Trecho selecionado:
■ ■ ■ ■ ■ ■ ■
Uma década de lutas resultou na proibição do uso agrícola dos pesticidas sintetizados à base de cloro. As pesquisas em todo o mundo atestavam seu acúmulo nos organismos vivos, provocando doenças degenerativas. Uma lenta e cruel intoxicação.

Em 1989, nova e rigorosa legislação passou a exigir o receituário agronômico, visando o uso adequado dos pesticidas. Estes, trocaram de nome: passaram, para desgosto das multinacionais, a ser denominados de agrotóxicos. Quase um palavrão.

O livro de Carson desencadeou um processo de mudança global impressionante, provocando a troca de um paradigma na agronomia. Antes, os produtos utilizados para combater pragas e doenças deveriam ser duradouros e de largo espectro. Pulverizados nas lavouras, aniquilavam de tudo.
■ ■ ■ ■ ■ ■ ■
Dados extraídos:
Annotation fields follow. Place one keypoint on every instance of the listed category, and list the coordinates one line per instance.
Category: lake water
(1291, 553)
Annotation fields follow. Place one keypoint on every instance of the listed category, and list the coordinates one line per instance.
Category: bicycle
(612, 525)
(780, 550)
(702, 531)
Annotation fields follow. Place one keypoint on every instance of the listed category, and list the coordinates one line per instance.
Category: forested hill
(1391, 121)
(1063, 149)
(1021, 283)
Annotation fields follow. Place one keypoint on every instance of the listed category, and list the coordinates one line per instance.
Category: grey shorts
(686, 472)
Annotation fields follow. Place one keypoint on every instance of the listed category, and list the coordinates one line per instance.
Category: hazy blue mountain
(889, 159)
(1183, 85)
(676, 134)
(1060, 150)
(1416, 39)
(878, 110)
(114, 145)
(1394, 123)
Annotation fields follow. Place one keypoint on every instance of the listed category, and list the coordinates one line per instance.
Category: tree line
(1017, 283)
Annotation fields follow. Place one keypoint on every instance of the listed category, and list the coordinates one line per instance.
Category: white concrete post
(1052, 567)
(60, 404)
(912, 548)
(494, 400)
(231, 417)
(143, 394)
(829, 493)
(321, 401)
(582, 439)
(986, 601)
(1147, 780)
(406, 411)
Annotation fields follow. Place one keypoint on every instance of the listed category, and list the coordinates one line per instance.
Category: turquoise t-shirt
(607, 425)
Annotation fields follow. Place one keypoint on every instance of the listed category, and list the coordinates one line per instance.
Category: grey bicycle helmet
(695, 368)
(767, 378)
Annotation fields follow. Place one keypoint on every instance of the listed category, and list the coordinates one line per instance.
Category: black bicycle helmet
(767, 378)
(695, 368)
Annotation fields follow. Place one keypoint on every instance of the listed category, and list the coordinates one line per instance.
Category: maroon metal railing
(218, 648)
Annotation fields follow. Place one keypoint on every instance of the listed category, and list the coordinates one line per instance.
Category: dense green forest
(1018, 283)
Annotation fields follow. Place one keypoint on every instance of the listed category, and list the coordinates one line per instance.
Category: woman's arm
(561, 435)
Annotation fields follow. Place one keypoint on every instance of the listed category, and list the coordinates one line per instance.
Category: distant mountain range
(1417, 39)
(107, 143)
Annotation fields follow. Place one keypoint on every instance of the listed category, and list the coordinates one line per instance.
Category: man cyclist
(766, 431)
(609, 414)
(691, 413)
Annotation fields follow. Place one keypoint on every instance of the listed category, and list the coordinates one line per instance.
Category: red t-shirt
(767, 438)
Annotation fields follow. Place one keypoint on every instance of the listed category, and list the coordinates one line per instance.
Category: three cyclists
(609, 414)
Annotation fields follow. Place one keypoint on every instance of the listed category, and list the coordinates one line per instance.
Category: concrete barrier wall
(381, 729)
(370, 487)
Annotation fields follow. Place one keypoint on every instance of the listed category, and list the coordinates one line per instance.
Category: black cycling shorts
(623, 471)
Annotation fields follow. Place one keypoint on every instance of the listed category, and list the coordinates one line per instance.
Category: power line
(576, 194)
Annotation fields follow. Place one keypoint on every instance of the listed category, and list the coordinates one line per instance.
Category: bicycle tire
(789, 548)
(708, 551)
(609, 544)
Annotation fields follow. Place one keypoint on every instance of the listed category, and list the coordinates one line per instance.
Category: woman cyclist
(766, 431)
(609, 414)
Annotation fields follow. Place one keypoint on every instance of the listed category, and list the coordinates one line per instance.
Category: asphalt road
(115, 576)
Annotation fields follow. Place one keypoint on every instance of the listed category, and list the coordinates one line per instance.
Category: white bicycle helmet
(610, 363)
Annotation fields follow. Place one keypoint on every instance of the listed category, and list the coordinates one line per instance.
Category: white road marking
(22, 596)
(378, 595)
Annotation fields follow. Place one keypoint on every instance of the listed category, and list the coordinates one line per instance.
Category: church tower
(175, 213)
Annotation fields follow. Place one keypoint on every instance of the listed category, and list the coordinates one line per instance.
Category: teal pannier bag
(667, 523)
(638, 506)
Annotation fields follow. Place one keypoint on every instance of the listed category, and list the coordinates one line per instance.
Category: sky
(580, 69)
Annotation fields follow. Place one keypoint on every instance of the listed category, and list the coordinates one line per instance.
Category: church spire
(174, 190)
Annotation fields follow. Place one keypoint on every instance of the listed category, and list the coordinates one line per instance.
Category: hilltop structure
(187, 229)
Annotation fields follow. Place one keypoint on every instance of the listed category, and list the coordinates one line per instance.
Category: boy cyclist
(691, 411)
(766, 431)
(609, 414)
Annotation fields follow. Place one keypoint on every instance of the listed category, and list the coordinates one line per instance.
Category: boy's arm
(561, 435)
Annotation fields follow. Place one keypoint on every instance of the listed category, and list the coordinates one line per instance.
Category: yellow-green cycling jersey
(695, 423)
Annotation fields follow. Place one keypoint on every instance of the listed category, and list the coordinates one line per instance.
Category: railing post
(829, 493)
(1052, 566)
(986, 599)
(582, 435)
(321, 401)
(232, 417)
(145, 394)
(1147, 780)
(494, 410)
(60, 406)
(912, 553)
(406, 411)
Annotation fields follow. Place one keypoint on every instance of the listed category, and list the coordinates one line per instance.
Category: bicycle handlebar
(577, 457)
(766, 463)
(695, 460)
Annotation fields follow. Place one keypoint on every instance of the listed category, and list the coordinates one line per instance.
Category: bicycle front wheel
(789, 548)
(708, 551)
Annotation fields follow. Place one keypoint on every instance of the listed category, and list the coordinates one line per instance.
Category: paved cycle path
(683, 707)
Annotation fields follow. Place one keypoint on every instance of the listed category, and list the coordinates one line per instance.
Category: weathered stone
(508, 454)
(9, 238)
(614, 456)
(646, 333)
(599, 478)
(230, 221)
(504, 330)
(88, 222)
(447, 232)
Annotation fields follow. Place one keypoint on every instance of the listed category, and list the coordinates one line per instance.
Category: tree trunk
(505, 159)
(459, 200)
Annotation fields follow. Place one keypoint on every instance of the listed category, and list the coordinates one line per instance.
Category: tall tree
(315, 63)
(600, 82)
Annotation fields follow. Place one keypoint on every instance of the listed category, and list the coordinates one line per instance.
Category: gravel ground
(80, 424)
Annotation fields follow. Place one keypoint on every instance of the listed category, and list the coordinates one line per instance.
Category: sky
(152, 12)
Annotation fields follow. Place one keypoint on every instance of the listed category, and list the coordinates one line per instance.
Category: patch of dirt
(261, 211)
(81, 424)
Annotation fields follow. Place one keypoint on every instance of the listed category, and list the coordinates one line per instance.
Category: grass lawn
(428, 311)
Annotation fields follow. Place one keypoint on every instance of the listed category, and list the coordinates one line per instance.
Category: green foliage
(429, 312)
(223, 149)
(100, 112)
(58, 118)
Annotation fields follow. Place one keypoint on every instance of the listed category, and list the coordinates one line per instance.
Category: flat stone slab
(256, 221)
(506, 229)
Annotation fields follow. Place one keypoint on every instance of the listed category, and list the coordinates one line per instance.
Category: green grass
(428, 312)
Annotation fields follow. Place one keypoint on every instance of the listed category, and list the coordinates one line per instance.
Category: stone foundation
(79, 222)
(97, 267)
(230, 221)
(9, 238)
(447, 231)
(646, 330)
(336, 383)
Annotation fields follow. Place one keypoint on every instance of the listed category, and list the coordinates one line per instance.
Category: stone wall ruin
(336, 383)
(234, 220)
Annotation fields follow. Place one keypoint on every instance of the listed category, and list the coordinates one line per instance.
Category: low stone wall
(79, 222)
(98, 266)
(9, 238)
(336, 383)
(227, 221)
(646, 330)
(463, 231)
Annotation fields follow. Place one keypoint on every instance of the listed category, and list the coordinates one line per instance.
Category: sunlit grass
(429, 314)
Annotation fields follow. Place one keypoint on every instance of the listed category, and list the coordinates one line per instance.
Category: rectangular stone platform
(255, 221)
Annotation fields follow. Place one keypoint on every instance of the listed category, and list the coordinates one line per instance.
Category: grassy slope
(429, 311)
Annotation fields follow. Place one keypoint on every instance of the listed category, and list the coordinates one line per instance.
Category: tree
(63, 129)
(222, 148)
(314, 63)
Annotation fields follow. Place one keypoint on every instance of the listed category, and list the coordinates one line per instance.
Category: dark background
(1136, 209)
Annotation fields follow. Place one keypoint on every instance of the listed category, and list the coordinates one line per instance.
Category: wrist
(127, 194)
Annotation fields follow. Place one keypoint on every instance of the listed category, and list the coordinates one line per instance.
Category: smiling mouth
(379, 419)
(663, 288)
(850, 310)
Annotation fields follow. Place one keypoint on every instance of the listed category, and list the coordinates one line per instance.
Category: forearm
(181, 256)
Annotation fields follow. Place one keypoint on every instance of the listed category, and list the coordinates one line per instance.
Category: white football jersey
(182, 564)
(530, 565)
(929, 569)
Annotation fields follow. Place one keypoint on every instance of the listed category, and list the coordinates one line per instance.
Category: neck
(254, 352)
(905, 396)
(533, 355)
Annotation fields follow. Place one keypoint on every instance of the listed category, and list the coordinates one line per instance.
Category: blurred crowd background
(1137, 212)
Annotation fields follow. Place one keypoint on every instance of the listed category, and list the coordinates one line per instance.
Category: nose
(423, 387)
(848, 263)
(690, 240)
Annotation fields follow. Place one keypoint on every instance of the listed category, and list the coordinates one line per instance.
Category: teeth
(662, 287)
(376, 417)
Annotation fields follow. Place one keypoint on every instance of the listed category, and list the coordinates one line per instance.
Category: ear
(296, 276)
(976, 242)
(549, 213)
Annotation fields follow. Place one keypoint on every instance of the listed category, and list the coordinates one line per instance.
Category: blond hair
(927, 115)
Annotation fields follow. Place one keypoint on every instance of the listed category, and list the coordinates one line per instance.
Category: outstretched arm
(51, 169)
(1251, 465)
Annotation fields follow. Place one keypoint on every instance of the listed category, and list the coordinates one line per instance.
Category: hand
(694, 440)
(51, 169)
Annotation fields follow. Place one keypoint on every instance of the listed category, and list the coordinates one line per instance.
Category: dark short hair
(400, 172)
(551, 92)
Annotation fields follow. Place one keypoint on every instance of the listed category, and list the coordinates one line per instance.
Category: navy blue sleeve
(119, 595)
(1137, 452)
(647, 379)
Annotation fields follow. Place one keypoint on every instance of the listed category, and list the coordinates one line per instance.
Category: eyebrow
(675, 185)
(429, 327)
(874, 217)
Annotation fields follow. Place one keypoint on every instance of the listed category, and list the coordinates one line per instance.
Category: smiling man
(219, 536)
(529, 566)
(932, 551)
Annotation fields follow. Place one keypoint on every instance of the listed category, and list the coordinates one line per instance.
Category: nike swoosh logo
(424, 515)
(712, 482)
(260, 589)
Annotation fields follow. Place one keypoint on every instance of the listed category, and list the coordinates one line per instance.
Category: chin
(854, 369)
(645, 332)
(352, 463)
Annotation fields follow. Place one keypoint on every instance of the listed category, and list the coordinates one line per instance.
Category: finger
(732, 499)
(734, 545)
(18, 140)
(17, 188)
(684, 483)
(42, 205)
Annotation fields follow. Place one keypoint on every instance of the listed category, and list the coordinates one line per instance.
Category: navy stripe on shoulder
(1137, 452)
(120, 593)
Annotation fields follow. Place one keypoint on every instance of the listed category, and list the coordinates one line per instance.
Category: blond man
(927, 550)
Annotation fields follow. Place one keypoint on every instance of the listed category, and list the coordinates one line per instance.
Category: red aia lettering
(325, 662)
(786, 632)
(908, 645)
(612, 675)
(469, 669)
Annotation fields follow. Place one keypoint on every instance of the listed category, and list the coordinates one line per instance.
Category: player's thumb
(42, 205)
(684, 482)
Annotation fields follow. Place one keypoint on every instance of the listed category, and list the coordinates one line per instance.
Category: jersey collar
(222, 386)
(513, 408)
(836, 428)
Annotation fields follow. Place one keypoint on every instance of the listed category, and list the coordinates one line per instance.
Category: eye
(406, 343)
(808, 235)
■ ■ ■ ■ ■ ■ ■
Atividades propostas:
A - Responda às perguntas sobre o trecho, uma em cada linha:
(i) Em que ano a nova legislação passou a exigir o receituário agronômico?
(ii) Que nome os pesticidas passaram a receber?
(iii) Como deveriam ser, antes da troca de paradigma na agronomia, os produtos usados para combater pragas e doenças?
B - Enumere todas as mudanças relativas ao uso ou à denominação dos pesticidas que o trecho registra.
C - Com base no trecho, explique com que finalidade a legislação de 1989 passou a exigir o receituário agronômico.

Respostas por atividade:
A -
(i) Em 1989.
(ii) Agrotóxicos.
(iii) Duradouros e de largo espectro.

B -
- Proibição do uso agrícola dos pesticidas sintetizados à base de cloro.
- Exigência do receituário agronômico pela legislação de 1989.
- Troca do nome dos pesticidas, que passaram a ser chamados de agrotóxicos.
- Troca de um paradigma na agronomia, desencadeada pelo livro de Carson.

C - A exigência do receituário agronômico visava o uso adequado dos pesticidas.